■ Auszug ■
-*-*-

Barack Obama gewinnt durch Osama bin Ladens Tod an Spielraum.Doch die Amerikaner vergessen militärische Erfolge schnell, meint Andreas Geldner.

Stadtentwicklung & Infrastruktur: Andreas Geldner (age)

Washington - Wir werden Osama bin Laden erwischen - tot oder lebendig". Das hat nach dem 11. September 2001 der republikanische Präsident George W. Bush geschworen. Doch es ist sein Nachfolger Barack Obama, der nun die verbissene Jagd zu Ende geführt hat. Er hat dabei die Grenzen des amerikanischen Rechtsstaates manchmal noch elastischer interpretiert als sein Vorgänger. Er hat etwa die gezielte Tötung von US-Bürgern im Ausland erlaubt, die als Terrorverdächtige gelten. Er hat der CIA eine Flotte von unbemannten Flugzeugen an die Hand gegeben - Präzisionswaffen, wie sie in der Geschichte des Geheimdienstes ihresgleichen suchen. Und der US-Präsident hat jetzt eine hochriskante Aktion genehmigt, bei der amerikanische Soldaten ins Herzland eines Verbündeten vorgedrungen sind, um kurzen Prozess mit dem Mann zu machen, der in den USA so verhasst ist wie Adolf Hitler.

-*-*-

Gesammelte Dateneinträge:
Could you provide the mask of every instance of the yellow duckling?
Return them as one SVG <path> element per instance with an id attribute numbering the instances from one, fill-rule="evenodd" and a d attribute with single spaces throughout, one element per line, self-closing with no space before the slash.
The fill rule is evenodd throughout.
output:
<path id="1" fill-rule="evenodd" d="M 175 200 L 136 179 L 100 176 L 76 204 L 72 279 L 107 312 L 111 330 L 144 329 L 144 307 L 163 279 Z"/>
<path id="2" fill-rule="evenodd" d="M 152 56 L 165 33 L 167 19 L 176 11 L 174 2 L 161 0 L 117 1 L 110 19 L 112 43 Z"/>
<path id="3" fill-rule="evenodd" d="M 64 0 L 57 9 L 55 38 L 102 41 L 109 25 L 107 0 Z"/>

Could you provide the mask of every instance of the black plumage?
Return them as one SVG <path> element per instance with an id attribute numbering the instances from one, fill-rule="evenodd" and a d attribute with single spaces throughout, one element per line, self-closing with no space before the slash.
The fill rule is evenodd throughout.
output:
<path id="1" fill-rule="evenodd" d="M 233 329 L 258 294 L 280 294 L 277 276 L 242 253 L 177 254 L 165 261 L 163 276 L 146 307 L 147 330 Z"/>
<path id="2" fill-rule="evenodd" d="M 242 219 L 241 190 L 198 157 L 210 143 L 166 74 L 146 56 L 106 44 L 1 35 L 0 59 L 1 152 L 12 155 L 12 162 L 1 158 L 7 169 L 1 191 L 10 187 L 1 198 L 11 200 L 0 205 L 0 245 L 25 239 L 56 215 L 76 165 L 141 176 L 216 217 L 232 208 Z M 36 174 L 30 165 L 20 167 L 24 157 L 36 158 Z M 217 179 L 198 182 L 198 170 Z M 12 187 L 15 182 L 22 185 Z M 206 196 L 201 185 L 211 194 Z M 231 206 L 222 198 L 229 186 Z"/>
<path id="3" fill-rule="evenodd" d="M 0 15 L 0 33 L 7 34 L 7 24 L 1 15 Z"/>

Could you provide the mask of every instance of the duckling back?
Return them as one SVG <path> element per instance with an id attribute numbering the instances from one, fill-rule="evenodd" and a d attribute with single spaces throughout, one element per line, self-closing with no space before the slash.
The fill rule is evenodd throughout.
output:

-*-*-

■ Aufgabenliste ■
1 – Ändern Sie in den Datensätzen ab der Zeile mit "Could you provide the mask of every instance of the duckling" bis einschließlich zum Ende der Datensätze "evenodd" überall zu "nonzero", und geben Sie nur diese Zeilen sonst unverändert wieder.
2 – Führen Sie den Kommentar über Obama und die Tötung Osama bin Ladens im Anschluss an seinen letzten Satz weiter.

■ Ergebnisse je Aufgabe ■
1 –
Could you provide the mask of every instance of the duckling back?
Return them as one SVG <path> element per instance with an id attribute numbering the instances from one, fill-rule="nonzero" and a d attribute with single spaces throughout, one element per line, self-closing with no space before the slash.
The fill rule is nonzero throughout.
output:

2 –
"Das amerikanische Volk hat sich diesen Kampf nicht ausgesucht", sagte Obama - zu Recht. Für ihn ist der Tod des amerikanischen Erzfeindes ein persönlicher Triumph. Er hat sicher nicht vergessen, wie gehässig beispielsweise Dick Cheney, Vizepräsident unter George W. Bush, ihn über Monate als einen US-Präsidenten geißelte, der schwächliche Moral über die Sicherheit der Amerikaner stelle. Nach jedem Anschlag oder Anschlagsversuch versuchte die politische Rechte, dies Obama anzukreiden. Ein Fehlschlag der Kommandoaktion wäre für ihn genauso zur politischen Katastrophe geworden wie der unter dem demokratischen Präsidenten Jimmy Carter im Jahr 1980 kläglich gescheiterte Versuch, die damaligen amerikanischen Geiseln in der Teheraner Botschaft zu befreien. Dass die US-Eliteeinheiten in Pakistan einen Hubschrauber brennend zurücklassen mussten, zeigt, wie schmal der Grat zwischen Erfolg und Scheitern war.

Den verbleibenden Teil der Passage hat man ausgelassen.